#### Provided entries

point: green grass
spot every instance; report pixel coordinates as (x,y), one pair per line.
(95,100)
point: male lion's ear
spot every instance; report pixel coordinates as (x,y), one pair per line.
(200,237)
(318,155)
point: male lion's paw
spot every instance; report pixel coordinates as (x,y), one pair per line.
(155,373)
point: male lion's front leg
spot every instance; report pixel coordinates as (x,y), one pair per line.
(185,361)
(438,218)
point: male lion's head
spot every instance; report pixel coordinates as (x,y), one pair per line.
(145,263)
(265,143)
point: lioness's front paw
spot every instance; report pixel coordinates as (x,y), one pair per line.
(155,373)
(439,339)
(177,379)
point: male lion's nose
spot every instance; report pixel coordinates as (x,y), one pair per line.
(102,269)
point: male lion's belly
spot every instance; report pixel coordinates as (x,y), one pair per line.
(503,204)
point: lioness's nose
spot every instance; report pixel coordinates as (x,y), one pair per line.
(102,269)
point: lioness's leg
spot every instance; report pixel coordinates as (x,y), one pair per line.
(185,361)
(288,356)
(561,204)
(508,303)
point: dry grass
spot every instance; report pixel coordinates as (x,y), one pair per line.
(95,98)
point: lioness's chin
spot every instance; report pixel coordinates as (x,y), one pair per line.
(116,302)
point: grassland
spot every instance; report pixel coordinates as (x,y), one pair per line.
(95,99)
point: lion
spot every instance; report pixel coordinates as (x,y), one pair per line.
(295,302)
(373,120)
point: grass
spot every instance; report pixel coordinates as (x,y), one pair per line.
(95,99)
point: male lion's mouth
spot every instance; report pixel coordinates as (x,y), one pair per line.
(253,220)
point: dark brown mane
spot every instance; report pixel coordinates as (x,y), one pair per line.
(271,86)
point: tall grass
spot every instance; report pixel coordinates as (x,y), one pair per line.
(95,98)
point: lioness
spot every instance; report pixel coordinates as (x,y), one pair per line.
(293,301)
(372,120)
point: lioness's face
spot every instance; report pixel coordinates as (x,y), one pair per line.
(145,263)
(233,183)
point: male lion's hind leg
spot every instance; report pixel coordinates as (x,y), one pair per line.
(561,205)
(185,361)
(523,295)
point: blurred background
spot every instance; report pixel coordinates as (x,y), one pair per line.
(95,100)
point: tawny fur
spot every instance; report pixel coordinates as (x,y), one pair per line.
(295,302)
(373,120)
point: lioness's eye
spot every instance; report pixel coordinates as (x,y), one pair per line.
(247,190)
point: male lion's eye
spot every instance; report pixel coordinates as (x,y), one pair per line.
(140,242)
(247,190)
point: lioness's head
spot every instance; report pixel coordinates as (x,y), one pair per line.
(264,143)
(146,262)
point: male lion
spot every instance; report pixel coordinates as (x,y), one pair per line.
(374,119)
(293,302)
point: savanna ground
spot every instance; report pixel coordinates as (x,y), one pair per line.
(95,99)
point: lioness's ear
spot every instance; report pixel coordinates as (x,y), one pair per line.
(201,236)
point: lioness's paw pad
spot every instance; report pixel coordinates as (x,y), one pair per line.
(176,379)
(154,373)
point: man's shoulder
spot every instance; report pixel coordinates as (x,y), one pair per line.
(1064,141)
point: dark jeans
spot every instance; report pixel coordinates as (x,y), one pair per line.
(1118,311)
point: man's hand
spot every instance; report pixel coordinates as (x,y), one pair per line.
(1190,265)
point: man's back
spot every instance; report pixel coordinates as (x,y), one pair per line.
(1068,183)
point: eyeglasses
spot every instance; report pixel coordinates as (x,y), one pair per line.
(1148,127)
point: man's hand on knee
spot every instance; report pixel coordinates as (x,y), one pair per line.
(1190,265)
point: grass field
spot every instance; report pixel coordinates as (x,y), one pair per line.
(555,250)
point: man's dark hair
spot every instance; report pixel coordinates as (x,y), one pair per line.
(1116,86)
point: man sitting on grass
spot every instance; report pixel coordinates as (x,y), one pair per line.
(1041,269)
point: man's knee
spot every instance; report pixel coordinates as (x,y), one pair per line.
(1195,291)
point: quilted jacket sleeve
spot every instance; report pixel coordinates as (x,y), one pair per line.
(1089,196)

########

Aim of the exercise:
Copy out the material above line for line, with no changes to any wording or figure.

Response below:
point: green grass
spot every instance; report pixel coordinates as (x,y), one pair per line.
(95,100)
point: male lion's ear
spot every instance; report pixel coordinates as (x,y), one pair per line.
(200,237)
(318,155)
point: male lion's paw
spot every instance; report pixel coordinates as (x,y), one pair per line.
(155,373)
point: male lion's front leg
spot every instance; report pixel coordinates as (x,y), one pair per line.
(185,361)
(438,218)
point: male lion's head
spot every instance; report pixel coordinates as (x,y), one pair per line.
(145,263)
(265,143)
point: lioness's front paw
spot every instance; report pixel coordinates as (x,y), one pair per line.
(155,373)
(439,339)
(177,379)
point: male lion's nose
spot every instance; report pixel coordinates as (x,y), one pair per line.
(102,269)
point: male lion's belly
spot every instance; report pixel coordinates as (x,y), one pair per line.
(503,204)
point: lioness's nose
spot every instance; report pixel coordinates as (x,y), one pair per line.
(102,269)
point: lioness's leg
spot every instance; report pixel coordinates as (x,y), one pair per line.
(185,361)
(288,356)
(561,204)
(508,303)
point: dry grass
spot every instance; report pixel coordinates as (x,y), one pair per line.
(95,98)
point: lioness's chin
spot every instance; report pixel coordinates as (x,y), one pair per line.
(116,302)
point: grassland
spot every instance; report pixel coordinates as (x,y), one pair per line.
(95,99)
point: lion
spot every instance; report pixel coordinates as (x,y), one pair per line.
(295,302)
(373,120)
point: grass
spot every instance; report pixel coordinates as (x,y), one pair per line.
(95,99)
point: male lion's mouth
spot every instance; report pixel coordinates as (x,y), one pair per line.
(253,220)
point: dark brown mane
spot every instance; report pixel coordinates as (x,y), one pair per line.
(271,86)
point: tall grass
spot every instance; report pixel coordinates as (x,y), one pair per line.
(95,98)
point: lioness
spot every instance; report pixel coordinates as (x,y), one pair per line.
(293,301)
(372,120)
point: lioness's face
spot every instance; report pixel coordinates as (x,y), one pair per line.
(145,263)
(233,183)
point: male lion's hind leg
spot every instance; report pixel coordinates as (x,y), one pair per line.
(561,205)
(185,361)
(523,295)
point: blurred background
spot every instance; report pixel coordinates as (x,y), one pair per line.
(95,100)
point: tawny fur
spot every instance; report pixel coordinates as (x,y), one pair per line.
(295,302)
(373,120)
point: lioness's eye
spot every instance; report pixel coordinates as (x,y), one pair per line.
(247,190)
point: male lion's eye
spot every instance; report pixel coordinates as (x,y), one pair per line.
(140,242)
(247,190)
point: lioness's head
spot every instance; report pixel coordinates as (x,y), one pair per line.
(264,143)
(146,262)
point: male lion
spot every instance; report pixel coordinates as (x,y), one pair per line.
(374,119)
(293,302)
point: savanna ground
spot every instance; report pixel coordinates as (x,y), one pair per line.
(95,99)
point: lioness's ear
spot every instance; report pixel coordinates as (x,y), one pair per line.
(201,236)
point: lioness's paw pad
spot every instance; report pixel coordinates as (x,y), one pair per line.
(176,379)
(154,373)
point: man's shoulder
spot every instance; report pixel coordinates as (x,y), one pair per line.
(1064,141)
point: dark jeans
spot every instance; report pixel coordinates as (x,y), one pair per line.
(1118,311)
point: man's hand
spot every instance; report pixel coordinates as (x,y), one pair per line.
(1190,265)
point: man's back
spot every instance; report pixel coordinates as (x,y), one pair per line.
(1068,183)
point: eyeglasses
spot every instance; report pixel coordinates as (x,y), one pair per line.
(1148,127)
point: man's hand on knee
spot every instance; report pixel coordinates as (x,y), one pair per line.
(1190,265)
point: grass field
spot every instance; report pixel coordinates as (x,y), one pair per line.
(555,250)
point: man's dark hair
spot every instance; report pixel coordinates as (x,y), one pair per line.
(1116,86)
point: man sitting on grass
spot every instance; report pixel coordinates as (x,y), one pair per line.
(1041,269)
point: man's knee
spot every instance; report pixel coordinates as (x,y), one pair per line.
(1195,291)
point: quilted jacket sleeve
spot every instance; report pixel coordinates as (x,y), one pair per line.
(1089,196)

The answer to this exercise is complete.